#### Job 1:
Render the stretch of the records from the line containing "oven door in" through the end of the records as a numbered list, skipping blank lines and leaving out the pictures.

#### Selected excerpt:
On Monday evening, the Crazy Quilt Guild will have its monthly meeting in the theatre. This is not a rental (even though the fee would be a welcome addition to the theatre's income), but rather a way of making the theatre part of the community, and bringing people into the space. The belief is that once somebody has sat in your seats for an event, they are more likely to return to buy a ticket. Other organizations also use the space most Monday and Tuesday evenings, free of charge, such as the local beekeepers organization, the Community Service League, and the Community Foundation. On the Mondays and Tuesdays not claimed by community organizations, one of the company members teaches yoga for $11 per participant per class, and local music groups play concerts as well.

The company is in the midst of rehearsals for a play that was written by their resident playwright, who also writes their grant applications and press releases. There are three people in the cast, so with a director, SM, and scenographer, half of the company are very busy right now and are unable to do many money-making activities beyond rehearsal and building. No problem, though, because for these couple weeks the rest of the company picks up the slack. One company member not in the show runs an after-school arts program three days a week from 4:00 - 5:30, which has 15 students. Two others are on the road giving a workshop on collaboration techniques to a corporation in Kansas City. The remaining three operate the theatre's catering business.

Because the theatre has adopted Peter Hall's approach to scenery, all of these activities do not interfere with rehearsals or performances, since the set for the night's show can be put in place in about an hour. Rehearsals for the new show have been going on from 10:00 until 3:00 each day. Meanwhile, the other three plays in the repertoire have been rotating Thursday through Sunday evenings. One of the plays, a performance that was created by the company from interviews with local people about their religious beliefs, has become very popular and gets a few extra performances each month, while a more experimental piece remains in the rotation despite smaller crowds because the company believes in the play. Audiences for the latter have been growing lately as word of mouth among college students has started to build.

On Friday and Saturday nights after the theatre's performance, the seats are pushed to the side to make room for local bands to play. The cover charge is split between the band and the theatre, and soft drinks and snacks are sold as well. Sometimes, these concerts include spoken word performers as well.

The theatre, which was built for less than $500,000 as part of a program through Del-Tec Homes that adapts their popular eco-friendly round houses into flexible theatres, sits on an acre of land. The company has created a fairly sizable garden that provides them with produce throughout the growing season, and at the rear of the lot they have a few chickens as well to provide eggs and meat. In addition, they have two beehives which provides them with honey for consumption and to sell in the lobby. (During intermission, the catering operation sells fresh biscuits and honey, a very popular treat with the patrons.)

This evening, two of the company members are going to a patron's house for dinner. The theatre set up a program for patrons to provide a meal for selected company members. They sign up for who they'd like to invite, and how many times they'd like to invite them. This family chose husband-and-wife company members because they have kids about the same age as their own. Since it is Monday evening, they can take their time eating and then hang out and watch a movie together.

#### Job 2:
In the passage about the theatre, shorten the paragraph beginning "On Friday and Saturday nights" while keeping its main facts.

#### Provided material:
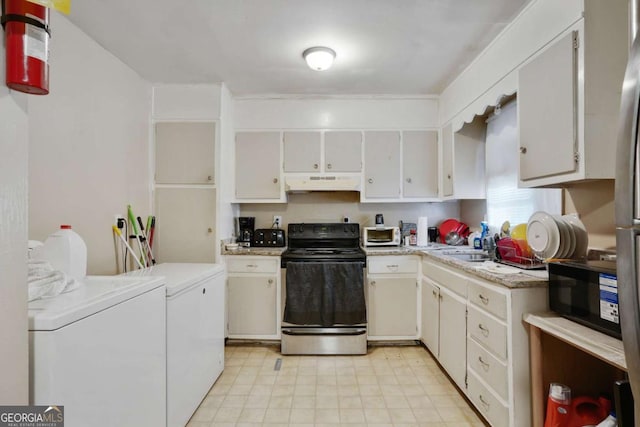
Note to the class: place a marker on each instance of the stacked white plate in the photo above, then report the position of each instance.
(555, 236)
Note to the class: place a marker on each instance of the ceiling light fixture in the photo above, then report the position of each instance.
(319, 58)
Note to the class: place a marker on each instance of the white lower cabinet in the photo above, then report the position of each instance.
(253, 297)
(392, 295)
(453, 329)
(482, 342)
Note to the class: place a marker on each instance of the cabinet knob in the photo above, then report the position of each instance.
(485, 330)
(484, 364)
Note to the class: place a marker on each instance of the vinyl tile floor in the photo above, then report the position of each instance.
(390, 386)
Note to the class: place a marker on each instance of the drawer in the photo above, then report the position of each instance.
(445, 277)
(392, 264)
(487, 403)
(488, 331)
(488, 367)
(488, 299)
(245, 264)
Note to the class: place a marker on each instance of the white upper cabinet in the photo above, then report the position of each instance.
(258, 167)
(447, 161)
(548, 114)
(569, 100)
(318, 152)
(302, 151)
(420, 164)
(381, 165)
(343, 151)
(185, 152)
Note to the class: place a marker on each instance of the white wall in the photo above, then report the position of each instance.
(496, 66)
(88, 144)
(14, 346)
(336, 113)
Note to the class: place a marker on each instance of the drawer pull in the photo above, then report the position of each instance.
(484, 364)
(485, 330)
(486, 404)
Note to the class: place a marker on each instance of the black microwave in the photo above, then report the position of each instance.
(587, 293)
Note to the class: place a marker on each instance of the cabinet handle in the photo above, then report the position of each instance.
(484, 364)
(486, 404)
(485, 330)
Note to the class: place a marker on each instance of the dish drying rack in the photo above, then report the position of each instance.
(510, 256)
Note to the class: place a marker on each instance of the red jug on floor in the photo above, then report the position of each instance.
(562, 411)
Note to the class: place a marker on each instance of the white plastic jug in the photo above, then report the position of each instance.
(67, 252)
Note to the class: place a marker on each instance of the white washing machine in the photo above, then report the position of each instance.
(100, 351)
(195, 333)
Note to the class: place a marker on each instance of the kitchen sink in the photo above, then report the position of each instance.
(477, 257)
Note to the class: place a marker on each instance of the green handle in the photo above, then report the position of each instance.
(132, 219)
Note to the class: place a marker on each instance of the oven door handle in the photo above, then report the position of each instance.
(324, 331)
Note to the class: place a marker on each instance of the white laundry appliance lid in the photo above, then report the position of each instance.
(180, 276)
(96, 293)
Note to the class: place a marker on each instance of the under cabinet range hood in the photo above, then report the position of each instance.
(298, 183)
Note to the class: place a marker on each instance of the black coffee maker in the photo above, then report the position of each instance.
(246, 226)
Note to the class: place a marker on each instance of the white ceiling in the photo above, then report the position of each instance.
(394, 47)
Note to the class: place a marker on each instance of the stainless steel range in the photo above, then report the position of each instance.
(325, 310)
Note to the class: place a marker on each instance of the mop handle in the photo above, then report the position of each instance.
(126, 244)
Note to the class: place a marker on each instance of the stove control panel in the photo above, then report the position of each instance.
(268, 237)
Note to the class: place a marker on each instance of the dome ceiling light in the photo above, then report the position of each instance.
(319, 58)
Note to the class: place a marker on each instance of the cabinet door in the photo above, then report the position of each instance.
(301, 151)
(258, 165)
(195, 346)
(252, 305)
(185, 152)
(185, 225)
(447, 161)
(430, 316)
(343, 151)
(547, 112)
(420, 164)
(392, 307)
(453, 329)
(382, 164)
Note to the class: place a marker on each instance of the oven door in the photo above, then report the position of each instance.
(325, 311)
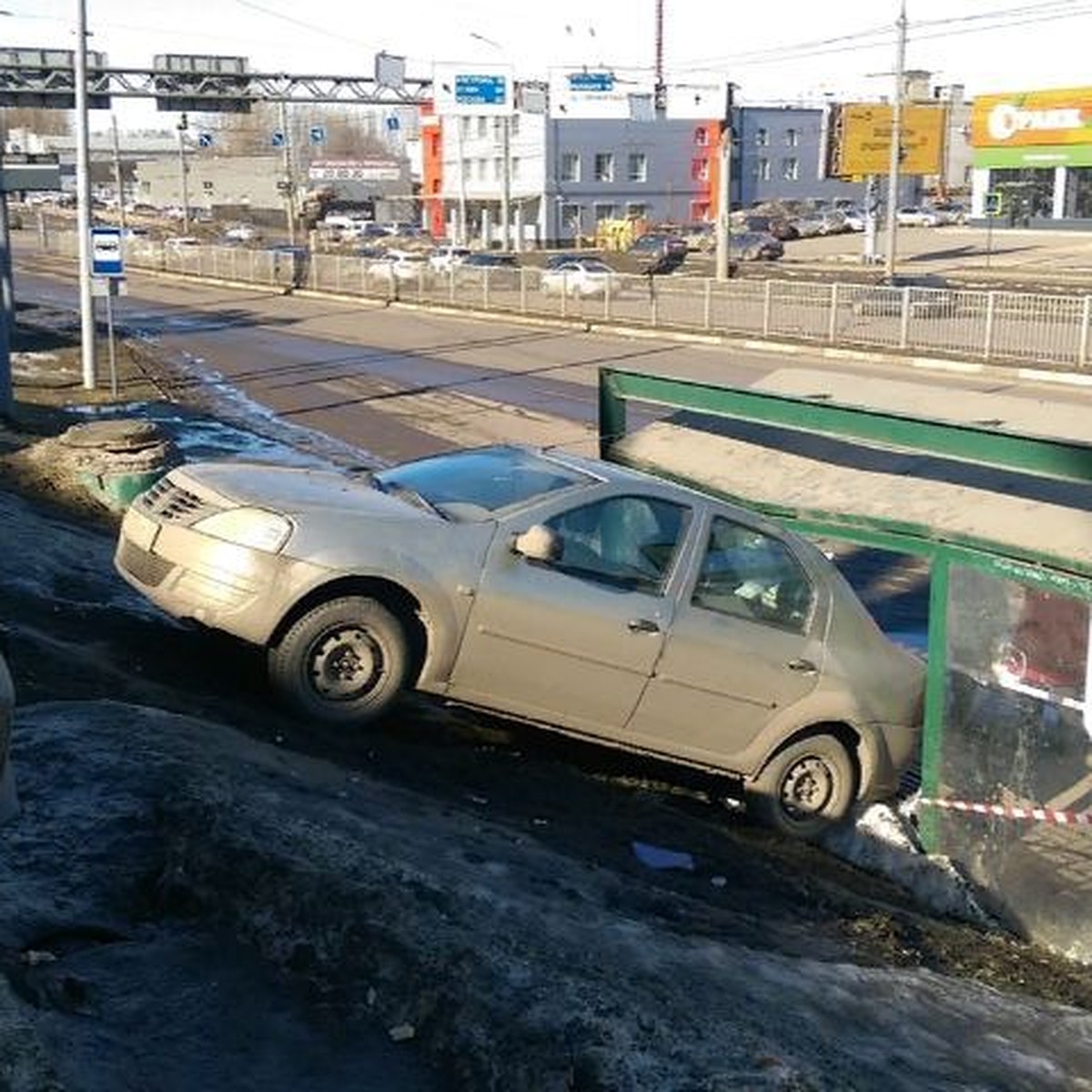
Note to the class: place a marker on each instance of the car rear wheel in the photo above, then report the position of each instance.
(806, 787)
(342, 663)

#### Response 1:
1. Note to the class: place a marker on each instance of the oven door in the photo above, then report the position of each instance.
2. (325, 311)
3. Note to the class: place a marker on each instance of the car rear wheel in the photo above, then report the position of each instance.
4. (806, 787)
5. (342, 663)

#### Response 2:
After Friday and Saturday performances, the seats are moved aside so local bands can play, sometimes alongside spoken word performers. The band and the theatre split the cover charge, and soft drinks and snacks are sold.